#### [Exercícios]
A – Responda com base no resumo sobre aparelhos ortodônticos:
(i) Qual era a faixa etária dos pacientes avaliados?
(ii) Depois de quanto tempo de uso do aparelho foi feita a segunda avaliação?
(iii) A partir de qual p-valor as associações foram consideradas significantes?
B – Continue o resumo sobre aparelhos ortodônticos a partir da última frase mostrada.

VIFonoaudióloga; Doutora em Ciências Médicas pela Faculdade de Ciências Médicas da Universidade Estadual de Campinas

Endereço para correspondênciaEndereço para correspondência: Paloma Rocha Navarro Rua Visconde do Rio Claro, 169 Cidade Universitária II - Barão Geraldo Campinas - SP CEP: 13083-650 E-mail: palomarn@yahoo.com.br

RESUMO

OBJETIVO: investigar as possíveis alterações de fala, mastigação e deglutição em usuários de aparelhos ortodônticos com recursos intraorais fixos no palato.

MÉTODO: foram avaliados 28 pacientes de ambos os sexos, na faixa etária de 10 a 24 anos, em tratamento no Centro de Reabilitação Estética Orofacial em Campinas. Tais pacientes foram avaliados por fonoaudiólogas antes da colocação do aparelho e após trinta dias de uso de aparelho ortodôntico com recurso fixo. Todos os sujeitos foram avaliados previamente por ortodontistas e apresentaram indicação de colocação do recurso intraoral. O exame fonoaudiológico foi composto pela avaliação da mastigação, deglutição e fala, segundo protocolo especifico de motricidade orofacial, e de teste de fala na área de fonética. Os testes estatísticos aplicados foram: Teste de ANOVA, teste T-Student Pareado, Teste de Igualdade de duas proporções e Intervalo de Confiança para a média. Foram considerados significantes associações com p-valor < 0,05 .

#### [Dados fornecidos]
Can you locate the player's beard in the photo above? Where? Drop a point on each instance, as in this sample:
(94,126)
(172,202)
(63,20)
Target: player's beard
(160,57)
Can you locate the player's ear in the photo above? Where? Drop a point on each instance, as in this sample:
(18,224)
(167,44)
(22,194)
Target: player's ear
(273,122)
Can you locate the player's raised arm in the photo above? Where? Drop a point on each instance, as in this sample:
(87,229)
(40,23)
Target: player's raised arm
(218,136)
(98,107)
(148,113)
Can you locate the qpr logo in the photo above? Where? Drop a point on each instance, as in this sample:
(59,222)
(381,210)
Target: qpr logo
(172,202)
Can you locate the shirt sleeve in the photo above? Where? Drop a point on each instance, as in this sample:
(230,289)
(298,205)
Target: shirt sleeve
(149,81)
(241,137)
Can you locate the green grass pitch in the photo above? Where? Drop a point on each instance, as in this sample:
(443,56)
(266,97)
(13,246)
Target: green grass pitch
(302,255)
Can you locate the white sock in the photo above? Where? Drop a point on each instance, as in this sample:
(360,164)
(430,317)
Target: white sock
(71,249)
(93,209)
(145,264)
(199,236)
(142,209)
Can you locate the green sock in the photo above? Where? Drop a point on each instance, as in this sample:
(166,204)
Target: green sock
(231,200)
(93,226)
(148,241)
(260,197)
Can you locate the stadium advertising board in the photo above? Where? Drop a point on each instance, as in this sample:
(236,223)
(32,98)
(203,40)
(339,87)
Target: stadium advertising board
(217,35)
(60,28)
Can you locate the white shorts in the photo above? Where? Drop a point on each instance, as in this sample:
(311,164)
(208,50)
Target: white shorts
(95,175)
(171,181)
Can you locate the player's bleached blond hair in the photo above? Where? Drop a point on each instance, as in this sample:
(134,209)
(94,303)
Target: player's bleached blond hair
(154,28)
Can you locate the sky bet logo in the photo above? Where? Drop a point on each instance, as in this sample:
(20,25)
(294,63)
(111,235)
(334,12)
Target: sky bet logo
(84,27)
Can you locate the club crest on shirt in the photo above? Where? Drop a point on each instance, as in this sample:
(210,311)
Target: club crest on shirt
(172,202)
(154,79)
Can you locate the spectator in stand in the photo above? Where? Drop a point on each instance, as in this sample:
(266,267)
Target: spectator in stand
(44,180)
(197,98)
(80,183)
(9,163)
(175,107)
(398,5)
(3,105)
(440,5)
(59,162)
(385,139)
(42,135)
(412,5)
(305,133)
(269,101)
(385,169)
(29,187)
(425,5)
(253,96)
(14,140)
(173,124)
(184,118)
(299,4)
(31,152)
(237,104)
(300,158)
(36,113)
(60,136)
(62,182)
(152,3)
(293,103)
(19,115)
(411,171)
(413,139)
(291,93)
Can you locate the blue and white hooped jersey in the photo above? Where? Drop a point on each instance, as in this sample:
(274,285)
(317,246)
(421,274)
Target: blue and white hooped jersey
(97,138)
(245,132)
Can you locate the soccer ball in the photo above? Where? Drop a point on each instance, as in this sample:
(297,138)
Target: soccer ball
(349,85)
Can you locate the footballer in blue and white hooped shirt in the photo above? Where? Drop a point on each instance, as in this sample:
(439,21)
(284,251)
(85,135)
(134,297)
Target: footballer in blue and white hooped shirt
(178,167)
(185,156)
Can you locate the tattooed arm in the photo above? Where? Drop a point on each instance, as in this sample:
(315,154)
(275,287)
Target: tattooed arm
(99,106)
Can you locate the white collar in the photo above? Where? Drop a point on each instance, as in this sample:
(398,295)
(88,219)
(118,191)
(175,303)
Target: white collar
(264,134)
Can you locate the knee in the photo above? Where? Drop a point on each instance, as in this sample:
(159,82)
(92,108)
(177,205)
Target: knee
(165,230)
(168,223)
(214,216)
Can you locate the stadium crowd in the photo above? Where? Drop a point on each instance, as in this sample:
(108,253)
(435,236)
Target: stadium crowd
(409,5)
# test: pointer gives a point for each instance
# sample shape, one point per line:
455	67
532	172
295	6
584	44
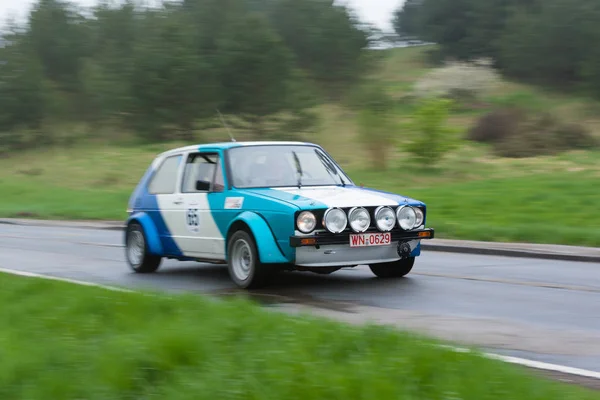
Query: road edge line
487	251
508	359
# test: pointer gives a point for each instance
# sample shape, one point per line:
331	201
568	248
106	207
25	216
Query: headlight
306	222
420	217
385	218
407	217
335	220
359	219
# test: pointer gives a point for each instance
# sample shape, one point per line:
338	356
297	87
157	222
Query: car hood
334	196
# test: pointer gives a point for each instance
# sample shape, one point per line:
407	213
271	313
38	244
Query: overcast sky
374	11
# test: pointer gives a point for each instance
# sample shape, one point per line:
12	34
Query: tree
326	39
258	75
172	84
430	137
21	91
58	37
406	21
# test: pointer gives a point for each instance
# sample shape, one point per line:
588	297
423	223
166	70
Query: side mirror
203	186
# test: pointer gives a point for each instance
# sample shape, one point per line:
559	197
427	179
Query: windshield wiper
299	173
330	167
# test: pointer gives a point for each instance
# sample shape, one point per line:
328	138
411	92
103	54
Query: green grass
470	196
62	341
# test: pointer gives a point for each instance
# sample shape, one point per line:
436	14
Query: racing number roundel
192	219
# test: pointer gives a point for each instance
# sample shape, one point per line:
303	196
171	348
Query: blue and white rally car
265	206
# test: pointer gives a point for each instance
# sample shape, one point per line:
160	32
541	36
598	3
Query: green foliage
429	136
375	108
326	39
516	133
65	341
164	71
542	42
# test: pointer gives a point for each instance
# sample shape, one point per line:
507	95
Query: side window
164	180
219	183
199	167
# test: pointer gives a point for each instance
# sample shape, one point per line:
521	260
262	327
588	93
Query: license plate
370	239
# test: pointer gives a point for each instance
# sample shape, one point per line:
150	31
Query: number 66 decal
192	219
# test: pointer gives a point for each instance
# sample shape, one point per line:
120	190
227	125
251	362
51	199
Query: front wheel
136	250
396	269
243	263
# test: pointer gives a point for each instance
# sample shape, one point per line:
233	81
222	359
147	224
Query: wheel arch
150	231
256	226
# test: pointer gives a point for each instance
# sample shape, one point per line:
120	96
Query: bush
514	133
431	136
496	125
468	80
375	126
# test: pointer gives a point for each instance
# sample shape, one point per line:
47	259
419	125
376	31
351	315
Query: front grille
320	229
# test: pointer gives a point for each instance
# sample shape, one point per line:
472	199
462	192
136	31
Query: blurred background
486	110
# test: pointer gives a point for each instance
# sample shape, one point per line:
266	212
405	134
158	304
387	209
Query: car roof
230	145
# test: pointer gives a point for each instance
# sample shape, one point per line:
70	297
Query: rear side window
164	180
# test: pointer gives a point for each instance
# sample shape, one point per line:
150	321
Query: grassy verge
69	342
547	200
471	195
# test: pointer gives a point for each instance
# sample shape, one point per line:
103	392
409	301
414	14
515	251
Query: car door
162	201
201	193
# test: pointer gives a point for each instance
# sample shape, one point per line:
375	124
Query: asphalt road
542	310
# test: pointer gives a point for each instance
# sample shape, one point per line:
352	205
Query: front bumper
344	238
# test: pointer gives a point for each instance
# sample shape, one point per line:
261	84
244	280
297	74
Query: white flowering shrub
472	79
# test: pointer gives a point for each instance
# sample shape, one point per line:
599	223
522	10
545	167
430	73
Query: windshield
283	166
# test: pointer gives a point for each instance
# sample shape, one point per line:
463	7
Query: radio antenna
225	125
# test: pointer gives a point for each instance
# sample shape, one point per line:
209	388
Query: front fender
152	236
268	250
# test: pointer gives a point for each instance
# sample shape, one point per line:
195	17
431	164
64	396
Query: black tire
396	269
144	262
243	262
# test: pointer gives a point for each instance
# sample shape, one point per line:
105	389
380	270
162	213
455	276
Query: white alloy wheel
241	259
243	262
136	247
136	250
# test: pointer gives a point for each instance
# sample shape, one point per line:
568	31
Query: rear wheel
396	269
136	251
245	268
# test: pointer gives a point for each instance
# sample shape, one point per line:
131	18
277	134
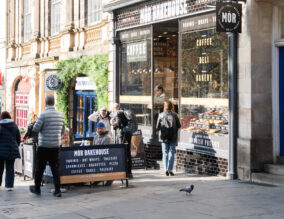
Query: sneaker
9	189
129	176
34	190
57	194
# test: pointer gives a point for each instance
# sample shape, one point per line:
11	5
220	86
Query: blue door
84	105
281	99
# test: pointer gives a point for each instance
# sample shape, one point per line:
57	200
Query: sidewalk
150	195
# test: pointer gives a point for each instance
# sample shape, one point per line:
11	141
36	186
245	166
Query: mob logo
229	17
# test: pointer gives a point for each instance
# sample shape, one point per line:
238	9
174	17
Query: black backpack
122	118
132	122
168	124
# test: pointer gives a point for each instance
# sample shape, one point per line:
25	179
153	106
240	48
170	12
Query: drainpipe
233	103
115	42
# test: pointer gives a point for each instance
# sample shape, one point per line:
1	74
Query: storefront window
282	23
135	73
204	82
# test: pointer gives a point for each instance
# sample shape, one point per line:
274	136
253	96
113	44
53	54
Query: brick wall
152	154
192	162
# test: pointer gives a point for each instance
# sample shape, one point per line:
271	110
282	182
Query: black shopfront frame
149	132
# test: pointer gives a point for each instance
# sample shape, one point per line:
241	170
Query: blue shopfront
84	104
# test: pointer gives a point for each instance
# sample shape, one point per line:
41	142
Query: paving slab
151	194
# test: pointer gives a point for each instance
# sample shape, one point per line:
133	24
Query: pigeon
187	189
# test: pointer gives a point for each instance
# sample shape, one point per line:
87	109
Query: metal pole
233	104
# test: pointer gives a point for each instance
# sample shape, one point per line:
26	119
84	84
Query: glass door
281	97
84	105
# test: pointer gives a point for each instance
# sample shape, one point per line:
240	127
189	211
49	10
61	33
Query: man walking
123	128
168	123
50	126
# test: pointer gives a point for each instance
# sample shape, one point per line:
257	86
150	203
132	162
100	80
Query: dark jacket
31	135
162	124
51	127
103	139
9	139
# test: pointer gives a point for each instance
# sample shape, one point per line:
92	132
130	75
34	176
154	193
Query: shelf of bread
214	121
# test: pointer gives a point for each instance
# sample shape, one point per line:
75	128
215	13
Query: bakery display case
211	121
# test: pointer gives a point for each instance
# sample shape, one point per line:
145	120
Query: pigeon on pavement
187	189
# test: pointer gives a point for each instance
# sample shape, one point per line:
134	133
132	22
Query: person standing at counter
31	137
50	126
9	148
102	116
119	122
102	137
168	123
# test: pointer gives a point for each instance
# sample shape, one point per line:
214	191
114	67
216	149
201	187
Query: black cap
159	87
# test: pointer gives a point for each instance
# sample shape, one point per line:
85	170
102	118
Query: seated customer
102	137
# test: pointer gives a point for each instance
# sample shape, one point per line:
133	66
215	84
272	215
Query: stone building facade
260	66
41	33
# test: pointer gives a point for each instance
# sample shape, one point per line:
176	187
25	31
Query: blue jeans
9	179
169	150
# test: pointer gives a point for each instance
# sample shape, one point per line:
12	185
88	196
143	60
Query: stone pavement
150	195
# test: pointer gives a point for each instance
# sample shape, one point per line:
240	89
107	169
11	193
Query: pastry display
213	121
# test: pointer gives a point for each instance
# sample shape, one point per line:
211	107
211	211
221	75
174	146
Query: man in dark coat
9	148
168	123
50	126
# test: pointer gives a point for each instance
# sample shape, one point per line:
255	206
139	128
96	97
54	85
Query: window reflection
204	82
135	73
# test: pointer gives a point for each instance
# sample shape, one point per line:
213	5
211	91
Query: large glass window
56	19
204	82
84	105
94	11
27	20
282	22
135	73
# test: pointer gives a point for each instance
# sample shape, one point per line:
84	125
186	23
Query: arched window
27	20
94	11
56	16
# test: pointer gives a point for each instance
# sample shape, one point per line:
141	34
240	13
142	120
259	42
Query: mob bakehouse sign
229	17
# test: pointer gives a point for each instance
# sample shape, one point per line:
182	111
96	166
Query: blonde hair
33	117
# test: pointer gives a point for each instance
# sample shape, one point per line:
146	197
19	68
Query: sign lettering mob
164	10
229	17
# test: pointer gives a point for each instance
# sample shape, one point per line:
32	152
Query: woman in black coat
9	148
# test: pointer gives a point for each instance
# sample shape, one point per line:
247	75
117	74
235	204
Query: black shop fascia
170	50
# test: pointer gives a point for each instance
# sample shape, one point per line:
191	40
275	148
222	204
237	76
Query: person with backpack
9	148
103	115
124	124
168	124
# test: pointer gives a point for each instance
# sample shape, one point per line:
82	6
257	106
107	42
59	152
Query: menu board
91	163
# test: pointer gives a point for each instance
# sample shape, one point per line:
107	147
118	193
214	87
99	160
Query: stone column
35	20
12	20
83	13
47	14
76	13
68	8
42	18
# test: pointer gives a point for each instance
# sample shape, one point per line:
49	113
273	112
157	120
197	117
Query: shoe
57	194
34	190
129	176
109	183
9	189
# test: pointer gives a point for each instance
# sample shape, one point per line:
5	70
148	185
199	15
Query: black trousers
128	136
52	156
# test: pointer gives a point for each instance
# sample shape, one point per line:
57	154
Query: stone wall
193	162
255	94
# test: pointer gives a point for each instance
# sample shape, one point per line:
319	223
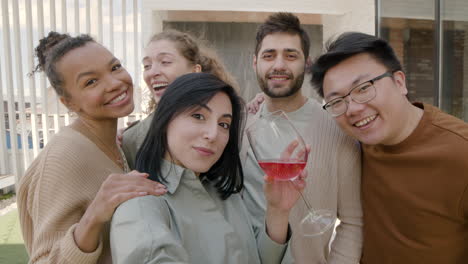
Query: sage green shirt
190	224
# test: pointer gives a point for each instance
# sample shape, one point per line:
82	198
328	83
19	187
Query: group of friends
183	185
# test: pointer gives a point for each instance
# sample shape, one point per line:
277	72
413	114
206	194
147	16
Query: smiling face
96	84
198	136
280	65
162	64
379	121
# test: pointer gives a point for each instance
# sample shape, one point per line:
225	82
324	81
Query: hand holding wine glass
282	154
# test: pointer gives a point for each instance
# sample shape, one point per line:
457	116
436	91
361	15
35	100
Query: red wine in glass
281	153
282	170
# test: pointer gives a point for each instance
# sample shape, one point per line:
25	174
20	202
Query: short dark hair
347	45
188	91
51	49
283	23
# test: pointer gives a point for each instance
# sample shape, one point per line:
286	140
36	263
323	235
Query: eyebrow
157	55
209	110
83	74
357	81
286	49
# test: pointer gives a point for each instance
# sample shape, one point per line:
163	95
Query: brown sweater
54	194
415	195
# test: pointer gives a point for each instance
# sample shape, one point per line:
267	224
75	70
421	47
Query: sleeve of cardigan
55	204
347	245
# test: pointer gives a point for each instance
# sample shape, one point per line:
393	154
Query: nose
353	107
114	83
154	71
210	131
280	64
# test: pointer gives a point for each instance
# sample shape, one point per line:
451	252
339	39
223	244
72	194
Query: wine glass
281	153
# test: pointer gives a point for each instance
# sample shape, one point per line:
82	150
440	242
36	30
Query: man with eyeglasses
415	157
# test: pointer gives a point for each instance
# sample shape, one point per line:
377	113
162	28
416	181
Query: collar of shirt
173	174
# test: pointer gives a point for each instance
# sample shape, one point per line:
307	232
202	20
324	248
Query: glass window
455	58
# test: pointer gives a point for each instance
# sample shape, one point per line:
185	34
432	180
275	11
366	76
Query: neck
413	116
287	104
104	130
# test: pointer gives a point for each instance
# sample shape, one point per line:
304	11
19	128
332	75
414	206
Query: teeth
365	121
159	85
118	98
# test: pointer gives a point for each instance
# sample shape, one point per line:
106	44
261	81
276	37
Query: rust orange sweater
415	195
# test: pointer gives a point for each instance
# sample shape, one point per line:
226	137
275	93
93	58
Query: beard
276	91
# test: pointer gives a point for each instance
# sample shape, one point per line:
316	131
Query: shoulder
143	208
139	125
449	124
325	129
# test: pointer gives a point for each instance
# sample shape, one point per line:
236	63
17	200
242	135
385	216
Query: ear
399	78
69	104
308	63
197	68
254	63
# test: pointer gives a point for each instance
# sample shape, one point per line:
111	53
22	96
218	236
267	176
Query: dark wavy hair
347	45
282	22
188	91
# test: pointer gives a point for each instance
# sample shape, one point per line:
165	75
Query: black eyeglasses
360	94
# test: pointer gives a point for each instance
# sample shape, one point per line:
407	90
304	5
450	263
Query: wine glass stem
306	202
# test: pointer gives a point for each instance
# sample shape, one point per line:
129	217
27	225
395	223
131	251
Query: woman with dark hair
193	147
69	193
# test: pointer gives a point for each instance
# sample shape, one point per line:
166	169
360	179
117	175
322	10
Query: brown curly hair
196	52
50	50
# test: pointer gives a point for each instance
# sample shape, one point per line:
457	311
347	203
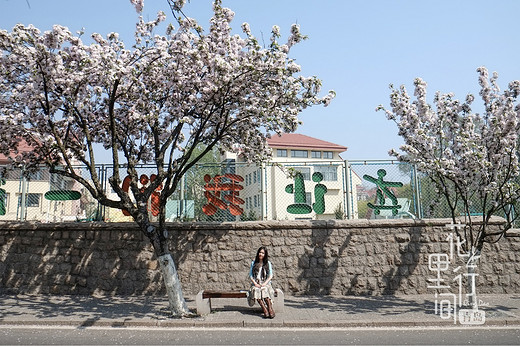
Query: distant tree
150	103
471	158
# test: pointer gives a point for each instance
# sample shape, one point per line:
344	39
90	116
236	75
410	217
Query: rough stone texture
362	257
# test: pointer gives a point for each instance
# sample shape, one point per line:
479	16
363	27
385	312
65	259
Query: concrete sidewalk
300	312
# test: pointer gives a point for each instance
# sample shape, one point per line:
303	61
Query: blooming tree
472	158
152	102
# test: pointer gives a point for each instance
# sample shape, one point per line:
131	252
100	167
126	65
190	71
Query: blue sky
357	48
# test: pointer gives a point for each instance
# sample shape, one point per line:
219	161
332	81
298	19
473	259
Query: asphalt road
245	336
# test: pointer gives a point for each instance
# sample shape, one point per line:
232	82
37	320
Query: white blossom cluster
474	155
152	101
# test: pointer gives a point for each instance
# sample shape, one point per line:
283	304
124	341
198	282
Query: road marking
317	329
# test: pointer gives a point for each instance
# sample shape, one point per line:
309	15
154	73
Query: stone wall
364	257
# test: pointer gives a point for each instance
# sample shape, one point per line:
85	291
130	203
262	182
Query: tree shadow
321	265
382	305
85	308
59	259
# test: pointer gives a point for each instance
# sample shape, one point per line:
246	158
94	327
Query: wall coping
241	225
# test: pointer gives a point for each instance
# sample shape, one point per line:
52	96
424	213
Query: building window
281	152
299	153
305	171
316	154
330	173
31	200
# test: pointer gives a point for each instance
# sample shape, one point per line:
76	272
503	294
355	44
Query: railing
230	191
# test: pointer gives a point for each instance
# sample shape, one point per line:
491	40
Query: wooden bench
204	297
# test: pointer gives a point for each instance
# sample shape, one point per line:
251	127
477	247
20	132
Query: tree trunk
159	239
172	283
471	265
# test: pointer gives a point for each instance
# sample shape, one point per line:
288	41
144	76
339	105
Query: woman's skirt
261	292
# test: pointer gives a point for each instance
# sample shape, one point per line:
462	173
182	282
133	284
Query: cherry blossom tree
153	102
472	158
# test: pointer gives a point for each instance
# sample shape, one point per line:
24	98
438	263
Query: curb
249	324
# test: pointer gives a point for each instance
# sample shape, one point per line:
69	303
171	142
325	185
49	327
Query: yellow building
306	179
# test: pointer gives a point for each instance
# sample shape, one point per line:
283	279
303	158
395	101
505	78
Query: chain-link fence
237	191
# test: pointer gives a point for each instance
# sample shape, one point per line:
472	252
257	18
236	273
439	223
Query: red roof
295	140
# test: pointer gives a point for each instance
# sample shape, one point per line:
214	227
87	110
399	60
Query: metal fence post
417	192
347	189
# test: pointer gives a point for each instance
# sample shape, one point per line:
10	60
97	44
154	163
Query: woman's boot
264	308
270	307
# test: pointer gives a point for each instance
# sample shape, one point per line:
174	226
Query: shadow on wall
201	262
319	265
409	249
352	266
64	261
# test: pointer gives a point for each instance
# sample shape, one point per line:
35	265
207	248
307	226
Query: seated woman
261	273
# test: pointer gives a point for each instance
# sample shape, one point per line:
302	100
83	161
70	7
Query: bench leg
278	303
203	305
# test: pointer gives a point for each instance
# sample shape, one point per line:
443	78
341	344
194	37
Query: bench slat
223	294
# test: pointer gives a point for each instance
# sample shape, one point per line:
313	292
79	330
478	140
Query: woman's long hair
265	260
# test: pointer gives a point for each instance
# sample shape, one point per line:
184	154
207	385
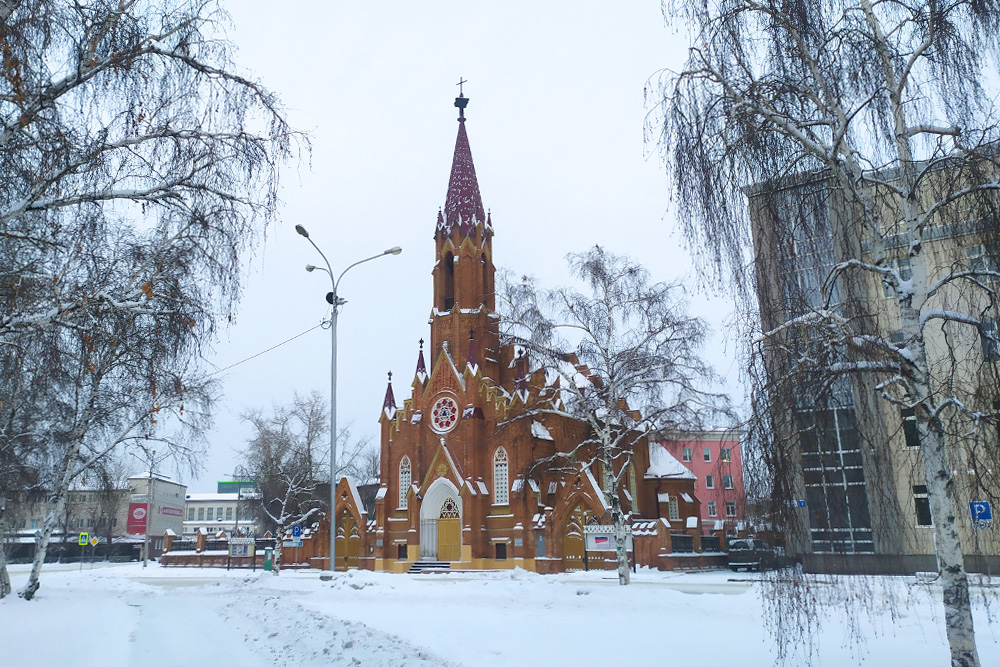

#### [Respostas]
A –
(i) De 10 a 24 anos.
(ii) Após trinta dias de uso.
(iii) p-valor < 0,05.

B –
RESULTADOS: para a amostra analisada, não houve alterações de mastigação e deglutição estatisticamente significantes após um mês de uso dos aparelhos selecionados. Na fala, 64,3% da amostra não apresentou alterações, mas em 25% dos pacientes observou-se a presença de distorção de grupos consonantais na presença de aparelhos do tipo disjuntor.

CONCLUSÃO: o uso de aparelhos fixos com recursos intraorais, provoca modificações estatisticamente significantes somente na fala.

Descritores: Fala; Mastigação; Deglutição; Ortodontia

ABSTRACT

PURPOSE: to investigate possible changes in speech, chewing and swallowing in users orthodontic appliances with features (intraoral) fixed on the palate.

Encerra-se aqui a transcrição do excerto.